───── Supplied passage
Merck & Co. forced one of its researchers to remove her name from a study linking Vioxx to heart attacks, then criticized the findings before ultimately pulling the arthritis drug from the market last fall, two of the scientist's colleagues say.“Even after funding and agreeing with the design of the study, Merck publicly discredited our findings,” Drs. Daniel Solomon and Jerry Avorn of Boston's Brigham and Women's Hospital wrote in this week's Archives of Internal Medicine.
Merck spokeswoman Anita Larsen confirmed the company's action, saying Merck believed the study's conclusions “were not supported by the data.” The name removal came about six months before another study prompted the drugmaker to withdraw Vioxx, though the company began criticizing the findings in 2003, Solomon said.
The journal contains several studies about Vioxx and Celebrex, the once popular and heavily promoted painkillers advertised as stomach-friendly alternatives to aspirin. They are under congressional and regulatory scrutiny....
──────────
§ **Tasks**:
1 > Condense the paragraph beginning "Merck spokeswoman Anita Larsen confirmed" from the Vioxx passage into a short bulleted list that keeps its main facts.
2 > Write the next paragraph of the Vioxx passage, picking up after its final sentence about congressional and regulatory scrutiny.
───── Given entries
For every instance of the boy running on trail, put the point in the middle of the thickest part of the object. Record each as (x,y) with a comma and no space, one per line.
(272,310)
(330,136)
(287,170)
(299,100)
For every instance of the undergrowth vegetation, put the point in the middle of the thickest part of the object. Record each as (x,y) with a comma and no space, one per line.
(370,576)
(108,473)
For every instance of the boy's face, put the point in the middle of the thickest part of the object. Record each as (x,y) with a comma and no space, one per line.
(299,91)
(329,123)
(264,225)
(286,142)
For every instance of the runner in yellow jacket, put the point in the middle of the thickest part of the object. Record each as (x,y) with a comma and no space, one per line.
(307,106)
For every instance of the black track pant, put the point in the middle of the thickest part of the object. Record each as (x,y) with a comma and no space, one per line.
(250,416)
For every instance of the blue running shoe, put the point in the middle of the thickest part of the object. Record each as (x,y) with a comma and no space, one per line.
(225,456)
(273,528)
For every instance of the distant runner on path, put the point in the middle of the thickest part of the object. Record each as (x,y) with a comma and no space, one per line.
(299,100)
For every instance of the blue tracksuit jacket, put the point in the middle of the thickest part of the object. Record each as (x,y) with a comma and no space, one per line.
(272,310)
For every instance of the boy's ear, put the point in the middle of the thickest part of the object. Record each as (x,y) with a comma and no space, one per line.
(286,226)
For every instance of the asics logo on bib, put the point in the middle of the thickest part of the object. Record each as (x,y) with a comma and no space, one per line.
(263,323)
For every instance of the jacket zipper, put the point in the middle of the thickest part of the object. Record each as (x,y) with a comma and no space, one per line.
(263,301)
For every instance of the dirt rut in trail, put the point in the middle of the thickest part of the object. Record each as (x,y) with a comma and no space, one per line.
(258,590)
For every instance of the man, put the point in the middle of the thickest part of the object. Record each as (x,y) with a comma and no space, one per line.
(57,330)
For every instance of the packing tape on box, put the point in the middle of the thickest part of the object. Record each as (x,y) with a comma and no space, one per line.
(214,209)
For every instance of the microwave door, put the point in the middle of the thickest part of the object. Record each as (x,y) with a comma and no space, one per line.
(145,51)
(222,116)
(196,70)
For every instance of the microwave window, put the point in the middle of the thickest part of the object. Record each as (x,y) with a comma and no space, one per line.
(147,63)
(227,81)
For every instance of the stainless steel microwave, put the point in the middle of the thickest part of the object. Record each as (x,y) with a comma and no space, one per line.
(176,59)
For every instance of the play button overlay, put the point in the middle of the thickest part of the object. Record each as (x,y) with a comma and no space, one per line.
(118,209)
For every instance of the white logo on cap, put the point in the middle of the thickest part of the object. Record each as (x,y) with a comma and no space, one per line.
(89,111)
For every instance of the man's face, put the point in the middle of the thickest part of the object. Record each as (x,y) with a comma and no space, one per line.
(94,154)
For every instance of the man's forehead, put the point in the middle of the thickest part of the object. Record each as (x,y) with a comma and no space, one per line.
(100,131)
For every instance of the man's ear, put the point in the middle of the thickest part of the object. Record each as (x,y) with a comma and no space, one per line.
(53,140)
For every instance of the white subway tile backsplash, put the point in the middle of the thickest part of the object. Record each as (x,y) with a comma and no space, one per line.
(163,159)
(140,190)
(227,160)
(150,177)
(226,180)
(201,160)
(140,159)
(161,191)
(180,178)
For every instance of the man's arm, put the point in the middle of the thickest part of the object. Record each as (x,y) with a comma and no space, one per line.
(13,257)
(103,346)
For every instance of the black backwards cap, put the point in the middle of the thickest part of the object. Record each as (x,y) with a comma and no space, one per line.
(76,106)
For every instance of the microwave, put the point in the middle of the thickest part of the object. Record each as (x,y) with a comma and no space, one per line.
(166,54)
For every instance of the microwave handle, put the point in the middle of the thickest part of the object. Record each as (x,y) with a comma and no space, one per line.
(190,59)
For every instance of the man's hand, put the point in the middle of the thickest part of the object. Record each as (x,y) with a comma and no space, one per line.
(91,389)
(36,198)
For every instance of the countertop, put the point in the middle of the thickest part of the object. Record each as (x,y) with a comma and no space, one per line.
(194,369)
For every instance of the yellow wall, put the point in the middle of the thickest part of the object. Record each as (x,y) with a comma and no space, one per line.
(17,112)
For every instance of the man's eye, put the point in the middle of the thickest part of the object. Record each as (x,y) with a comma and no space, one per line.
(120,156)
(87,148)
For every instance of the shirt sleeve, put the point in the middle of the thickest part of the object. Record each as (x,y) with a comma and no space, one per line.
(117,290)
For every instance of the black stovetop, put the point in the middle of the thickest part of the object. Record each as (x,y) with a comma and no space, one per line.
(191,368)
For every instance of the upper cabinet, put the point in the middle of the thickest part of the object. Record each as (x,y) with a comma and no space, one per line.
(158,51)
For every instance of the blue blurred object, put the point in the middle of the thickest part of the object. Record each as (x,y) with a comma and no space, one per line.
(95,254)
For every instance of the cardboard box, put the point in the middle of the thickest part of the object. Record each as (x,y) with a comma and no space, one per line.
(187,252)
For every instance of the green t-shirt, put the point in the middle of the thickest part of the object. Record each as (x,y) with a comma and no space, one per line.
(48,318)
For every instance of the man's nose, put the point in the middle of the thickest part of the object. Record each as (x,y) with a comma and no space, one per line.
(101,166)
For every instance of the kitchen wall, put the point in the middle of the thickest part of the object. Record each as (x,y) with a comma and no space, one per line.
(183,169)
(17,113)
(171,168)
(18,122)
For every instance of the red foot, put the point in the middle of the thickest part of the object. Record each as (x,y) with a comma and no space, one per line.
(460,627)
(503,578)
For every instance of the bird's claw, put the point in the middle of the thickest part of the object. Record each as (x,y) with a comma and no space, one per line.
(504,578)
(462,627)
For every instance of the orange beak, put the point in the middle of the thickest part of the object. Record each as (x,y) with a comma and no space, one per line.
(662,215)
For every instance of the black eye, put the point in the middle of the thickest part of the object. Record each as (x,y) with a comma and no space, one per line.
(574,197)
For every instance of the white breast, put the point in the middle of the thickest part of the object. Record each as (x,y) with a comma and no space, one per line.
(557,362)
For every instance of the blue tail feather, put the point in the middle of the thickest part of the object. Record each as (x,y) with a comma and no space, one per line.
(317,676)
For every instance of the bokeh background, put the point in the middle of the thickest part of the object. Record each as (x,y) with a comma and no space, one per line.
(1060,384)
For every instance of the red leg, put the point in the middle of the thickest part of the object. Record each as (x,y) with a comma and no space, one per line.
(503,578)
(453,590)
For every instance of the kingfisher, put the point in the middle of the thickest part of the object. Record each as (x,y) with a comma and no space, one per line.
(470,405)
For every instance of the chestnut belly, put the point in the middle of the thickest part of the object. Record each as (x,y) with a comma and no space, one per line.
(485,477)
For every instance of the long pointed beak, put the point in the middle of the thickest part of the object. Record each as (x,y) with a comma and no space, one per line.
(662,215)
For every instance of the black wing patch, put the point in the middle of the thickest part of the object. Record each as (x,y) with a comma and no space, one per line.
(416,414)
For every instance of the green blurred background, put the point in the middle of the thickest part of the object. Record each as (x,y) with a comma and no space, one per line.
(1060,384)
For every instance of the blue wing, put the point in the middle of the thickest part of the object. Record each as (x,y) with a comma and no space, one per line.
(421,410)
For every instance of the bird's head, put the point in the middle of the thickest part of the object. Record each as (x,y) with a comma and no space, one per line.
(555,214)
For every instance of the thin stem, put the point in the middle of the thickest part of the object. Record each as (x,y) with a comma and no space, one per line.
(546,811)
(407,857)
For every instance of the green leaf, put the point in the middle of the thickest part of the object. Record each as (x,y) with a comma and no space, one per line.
──────────
§ **Task answers**:
1 >
- Merck spokeswoman Anita Larsen confirmed the company's action.
- She said Merck believed the study's conclusions "were not supported by the data."
- The researcher's name was removed about six months before another study led Merck to withdraw Vioxx.
- Solomon said Merck began criticizing the findings in 2003.

2 >
Meanwhile, the British medical journal [Lancet] is releasing a study on the heart dangers of Vioxx after withholding the report because the researcher said he had been threatened by his superiors at the FDA.
The study links Vioxx to between 88,000 and 140,000 excess cases of heart disease in the United States — a conclusion that has previously been disclosed.
Dr. David Graham, who works in the FDA's office of drug safety, claimed he was threatened with dismissal and said he asked the Lancet to withdraw the paper from publication in November. Earlier this month, the FDA agreed the study could be published.